#### Saved data entries

= = = = =

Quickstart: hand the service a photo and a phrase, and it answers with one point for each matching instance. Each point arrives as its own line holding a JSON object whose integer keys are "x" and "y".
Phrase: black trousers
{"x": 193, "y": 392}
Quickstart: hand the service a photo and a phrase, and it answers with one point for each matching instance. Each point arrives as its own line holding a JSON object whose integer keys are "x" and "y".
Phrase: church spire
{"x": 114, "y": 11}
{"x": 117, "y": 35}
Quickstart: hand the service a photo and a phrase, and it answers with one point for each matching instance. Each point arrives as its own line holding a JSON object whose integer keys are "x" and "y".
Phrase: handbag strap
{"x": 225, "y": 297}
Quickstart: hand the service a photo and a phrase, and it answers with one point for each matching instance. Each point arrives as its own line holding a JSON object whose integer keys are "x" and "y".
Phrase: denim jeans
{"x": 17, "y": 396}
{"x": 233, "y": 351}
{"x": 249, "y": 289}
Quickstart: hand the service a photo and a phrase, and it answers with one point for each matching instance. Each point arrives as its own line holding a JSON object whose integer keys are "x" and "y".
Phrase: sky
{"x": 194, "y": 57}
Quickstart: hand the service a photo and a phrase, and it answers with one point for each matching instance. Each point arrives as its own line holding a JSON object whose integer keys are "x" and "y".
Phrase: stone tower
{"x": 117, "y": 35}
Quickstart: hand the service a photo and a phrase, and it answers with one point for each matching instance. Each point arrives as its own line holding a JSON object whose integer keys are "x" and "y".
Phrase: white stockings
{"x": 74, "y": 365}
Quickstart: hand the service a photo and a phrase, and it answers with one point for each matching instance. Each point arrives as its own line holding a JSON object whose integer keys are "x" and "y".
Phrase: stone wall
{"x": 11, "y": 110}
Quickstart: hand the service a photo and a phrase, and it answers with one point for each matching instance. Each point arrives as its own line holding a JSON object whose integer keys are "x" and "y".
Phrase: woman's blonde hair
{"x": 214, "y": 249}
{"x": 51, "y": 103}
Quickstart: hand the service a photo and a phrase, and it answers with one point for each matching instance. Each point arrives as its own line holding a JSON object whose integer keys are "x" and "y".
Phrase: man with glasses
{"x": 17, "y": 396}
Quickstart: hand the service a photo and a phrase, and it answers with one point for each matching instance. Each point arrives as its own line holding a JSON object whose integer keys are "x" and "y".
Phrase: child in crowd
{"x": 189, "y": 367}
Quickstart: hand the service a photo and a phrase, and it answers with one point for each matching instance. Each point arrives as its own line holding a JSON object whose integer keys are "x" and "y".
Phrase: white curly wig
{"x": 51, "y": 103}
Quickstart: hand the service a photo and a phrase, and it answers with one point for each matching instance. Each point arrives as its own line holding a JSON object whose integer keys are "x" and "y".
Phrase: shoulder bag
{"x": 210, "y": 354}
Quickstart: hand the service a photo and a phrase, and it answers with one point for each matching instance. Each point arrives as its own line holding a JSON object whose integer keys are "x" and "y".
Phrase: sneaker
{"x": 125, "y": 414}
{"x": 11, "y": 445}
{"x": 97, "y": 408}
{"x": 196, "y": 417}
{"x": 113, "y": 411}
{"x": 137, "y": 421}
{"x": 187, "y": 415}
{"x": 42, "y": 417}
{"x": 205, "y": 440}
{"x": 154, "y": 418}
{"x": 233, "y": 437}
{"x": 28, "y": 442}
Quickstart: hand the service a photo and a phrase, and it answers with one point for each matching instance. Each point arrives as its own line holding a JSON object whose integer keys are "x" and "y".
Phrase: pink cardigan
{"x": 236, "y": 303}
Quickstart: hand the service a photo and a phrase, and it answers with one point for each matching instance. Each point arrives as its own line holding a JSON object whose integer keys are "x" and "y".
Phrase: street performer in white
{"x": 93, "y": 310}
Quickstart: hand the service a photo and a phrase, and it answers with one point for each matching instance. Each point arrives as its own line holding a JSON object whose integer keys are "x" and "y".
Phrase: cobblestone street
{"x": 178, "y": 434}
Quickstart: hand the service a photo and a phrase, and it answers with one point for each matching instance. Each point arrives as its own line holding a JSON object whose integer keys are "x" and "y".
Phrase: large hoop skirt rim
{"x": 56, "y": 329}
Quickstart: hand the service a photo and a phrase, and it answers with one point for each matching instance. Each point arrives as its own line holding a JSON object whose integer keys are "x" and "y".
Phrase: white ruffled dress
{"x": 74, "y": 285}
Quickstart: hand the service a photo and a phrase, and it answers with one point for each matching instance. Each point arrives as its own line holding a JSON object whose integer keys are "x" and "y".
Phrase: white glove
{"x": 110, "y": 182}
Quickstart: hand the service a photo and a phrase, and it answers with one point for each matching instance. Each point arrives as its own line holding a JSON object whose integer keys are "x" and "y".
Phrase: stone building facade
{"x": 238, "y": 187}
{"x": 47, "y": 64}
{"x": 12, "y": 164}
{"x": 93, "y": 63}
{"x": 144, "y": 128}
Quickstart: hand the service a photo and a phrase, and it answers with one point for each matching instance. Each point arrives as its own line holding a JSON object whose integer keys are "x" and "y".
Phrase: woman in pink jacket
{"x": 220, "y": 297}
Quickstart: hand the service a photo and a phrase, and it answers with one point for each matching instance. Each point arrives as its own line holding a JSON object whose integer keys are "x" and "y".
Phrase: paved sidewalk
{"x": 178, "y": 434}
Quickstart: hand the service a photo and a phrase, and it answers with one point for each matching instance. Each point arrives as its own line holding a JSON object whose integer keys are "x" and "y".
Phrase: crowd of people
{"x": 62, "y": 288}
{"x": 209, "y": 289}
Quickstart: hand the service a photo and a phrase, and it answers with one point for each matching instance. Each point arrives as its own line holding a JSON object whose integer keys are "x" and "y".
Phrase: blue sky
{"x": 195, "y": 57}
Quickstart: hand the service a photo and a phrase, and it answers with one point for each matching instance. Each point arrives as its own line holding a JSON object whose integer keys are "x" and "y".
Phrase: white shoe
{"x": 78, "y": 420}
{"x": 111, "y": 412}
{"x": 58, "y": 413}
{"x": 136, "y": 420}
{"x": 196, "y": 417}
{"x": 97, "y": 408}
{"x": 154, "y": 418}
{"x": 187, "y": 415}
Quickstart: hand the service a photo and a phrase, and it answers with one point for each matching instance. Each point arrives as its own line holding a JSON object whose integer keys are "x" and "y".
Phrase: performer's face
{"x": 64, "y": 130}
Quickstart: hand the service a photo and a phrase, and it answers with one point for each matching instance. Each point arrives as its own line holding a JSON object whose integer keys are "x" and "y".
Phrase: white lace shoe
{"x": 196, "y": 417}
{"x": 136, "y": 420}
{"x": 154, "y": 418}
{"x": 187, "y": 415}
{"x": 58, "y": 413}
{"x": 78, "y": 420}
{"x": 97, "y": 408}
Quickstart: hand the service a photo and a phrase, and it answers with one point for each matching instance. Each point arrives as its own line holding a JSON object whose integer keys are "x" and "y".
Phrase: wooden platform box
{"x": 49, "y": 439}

= = = = =

#### WHAT YOU SHOULD DO
Extract every record and return it verbatim.

#### SOLUTION TO THIS TASK
Quickstart: hand the service a photo and a phrase, and it answers with one point for each matching instance. Each point arrives as its own line holding a JSON object whose integer keys are "x" and "y".
Phrase: black trousers
{"x": 193, "y": 392}
Quickstart: hand the service a photo and a phrase, and it answers with one point for each matching instance. Each point arrives as its own line holding a JSON object whose integer keys are "x" and "y".
Phrase: church spire
{"x": 114, "y": 11}
{"x": 117, "y": 35}
Quickstart: hand the service a photo and a phrase, and it answers with one point for each matching instance. Each point arrives as its own line holding a JSON object whose integer keys are "x" and "y".
Phrase: handbag strap
{"x": 225, "y": 297}
Quickstart: hand the service a photo and a phrase, and it answers with one point for each matching instance. Each point arrives as its own line holding a JSON object whose integer keys are "x" and "y".
Phrase: denim jeans
{"x": 17, "y": 396}
{"x": 233, "y": 351}
{"x": 249, "y": 289}
Quickstart: hand the service a photo and a phrase, and it answers with one point for each matching instance. Each point arrives as its own line holding a JSON object whose integer keys are "x" and "y".
Phrase: sky
{"x": 194, "y": 57}
Quickstart: hand the service a photo and a phrase, and it answers with one point for each matching instance. Each point arrives as its own line holding a JSON object whose integer keys are "x" and "y".
Phrase: stone tower
{"x": 117, "y": 35}
Quickstart: hand the service a photo and a phrase, and it answers with one point for each matching instance. Each point arrives as its own line holding a JSON object whose integer keys are "x" and "y".
Phrase: white stockings
{"x": 74, "y": 365}
Quickstart: hand the service a photo and a phrase, and it answers with one point for each matching instance. Each point arrives as its own line holding a JSON object whose integer keys are "x" and "y".
Phrase: stone wall
{"x": 11, "y": 110}
Quickstart: hand the service a photo and a phrase, and it answers with one point for each matching instance. Each point arrives as its own line holding a JSON object whose integer keys are "x" and "y".
Phrase: woman's blonde hair
{"x": 214, "y": 249}
{"x": 51, "y": 103}
Quickstart: hand the service a photo and a phrase, and it answers with one point for each matching instance. Each point arrives as its own line holding a JSON object whose integer keys are "x" and "y".
Phrase: man with glasses
{"x": 17, "y": 396}
Quickstart: hand the service a photo and a phrase, and it answers with one point for each matching instance. Each point arrives as its own line holding a JSON object whose integer keys are "x" and "y".
Phrase: child in crowd
{"x": 189, "y": 367}
Quickstart: hand the service a photo and a phrase, and it answers with one point for each matching instance. Each point arrives as its own line holding a JSON object whose integer keys are "x" and "y".
Phrase: white curly wig
{"x": 51, "y": 103}
Quickstart: hand the service a photo and a phrase, and it answers with one point for each matching instance. Each point arrives as its own line holding a JSON object whose integer keys are "x" and "y".
Phrase: shoulder bag
{"x": 210, "y": 354}
Quickstart: hand the service a photo and a phrase, and it answers with one point for each matching instance. Each point arrives as its own line holding a JSON object whose integer keys are "x" and "y".
Phrase: sneaker
{"x": 125, "y": 414}
{"x": 11, "y": 445}
{"x": 97, "y": 408}
{"x": 196, "y": 417}
{"x": 113, "y": 411}
{"x": 137, "y": 421}
{"x": 187, "y": 415}
{"x": 42, "y": 417}
{"x": 205, "y": 440}
{"x": 154, "y": 418}
{"x": 233, "y": 437}
{"x": 28, "y": 442}
Quickstart: hand the service a photo and a phrase, and it answers with one point for each matching instance. Each point arrives as its own line holding a JSON object whose integer keys are "x" and "y".
Phrase: pink cardigan
{"x": 236, "y": 303}
Quickstart: hand the service a photo and a phrase, and it answers with one point for each matching instance. Each point arrives as its own line holding a JSON object whose integer keys are "x" and "y".
Phrase: street performer in white
{"x": 93, "y": 310}
Quickstart: hand the service a photo and a phrase, and it answers with one point for each matching instance. Each point arrives as its own line holding a JSON object whose integer keys are "x" and "y".
Phrase: cobblestone street
{"x": 178, "y": 434}
Quickstart: hand the service a photo and a phrase, and it answers with one point for each matching instance. Each point arrives as its own line holding a JSON object whose integer keys are "x" and "y".
Phrase: large hoop skirt rim
{"x": 56, "y": 329}
Quickstart: hand the service a photo and a phrase, and it answers with one point for each matching instance. Each point arrives as its own line holding a JSON object whose integer keys are "x" and "y".
Phrase: white ruffled dress
{"x": 74, "y": 285}
Quickstart: hand the service a photo and a phrase, and it answers with one point for each matching instance. Each point arrives as its own line holding a JSON object whose integer keys are "x" and "y".
Phrase: white glove
{"x": 110, "y": 182}
Quickstart: hand the service a photo and a phrase, and it answers with one point for each matching instance. Each point arrives as its own line holding a JSON object whose integer keys are "x" and "y".
Phrase: stone building facade
{"x": 238, "y": 187}
{"x": 47, "y": 64}
{"x": 12, "y": 164}
{"x": 93, "y": 63}
{"x": 144, "y": 128}
Quickstart: hand the service a photo and a phrase, and it answers with one point for each matching instance. Each point arrives as its own line holding a JSON object whose integer keys are "x" and "y".
Phrase: woman in pink jacket
{"x": 220, "y": 297}
Quickstart: hand the service a photo and a phrase, and it answers with one point for each matching instance. Each point arrives as its own line holding a JSON object whose integer keys are "x" and "y".
Phrase: paved sidewalk
{"x": 178, "y": 434}
Quickstart: hand the service a photo and a phrase, and it answers with one point for each matching instance. Each point arrives as its own line holding a JSON object whose integer keys are "x" and "y".
Phrase: crowd of people
{"x": 62, "y": 288}
{"x": 209, "y": 289}
Quickstart: hand the service a photo and a phrase, and it answers with one point for each matching instance. Each point arrives as its own line holding a JSON object whose integer keys are "x" and "y".
Phrase: blue sky
{"x": 195, "y": 57}
Quickstart: hand the service a photo and a phrase, and it answers with one point for each matching instance. Each point arrives as its own line holding a JSON object whose integer keys are "x" and "y".
Phrase: white shoe
{"x": 78, "y": 420}
{"x": 111, "y": 412}
{"x": 58, "y": 413}
{"x": 136, "y": 420}
{"x": 196, "y": 417}
{"x": 97, "y": 408}
{"x": 154, "y": 418}
{"x": 187, "y": 415}
Quickstart: hand the service a photo and a phrase, and it answers with one point for each matching instance. Each point arrives as its own line holding a JSON object whose integer keys are "x" and "y".
Phrase: performer's face
{"x": 64, "y": 130}
Quickstart: hand the service a photo and a phrase, and it answers with one point for each matching instance. Each point arrives as its own line holding a JSON object whose integer keys are "x" and "y".
Phrase: white lace shoe
{"x": 196, "y": 417}
{"x": 136, "y": 420}
{"x": 154, "y": 418}
{"x": 187, "y": 415}
{"x": 58, "y": 413}
{"x": 78, "y": 420}
{"x": 97, "y": 408}
Quickstart: hand the service a photo and a phrase, and it answers with one point for each matching instance. Each point arrives as its own line holding a JSON object whose integer keys are "x" and "y".
Phrase: wooden platform box
{"x": 49, "y": 439}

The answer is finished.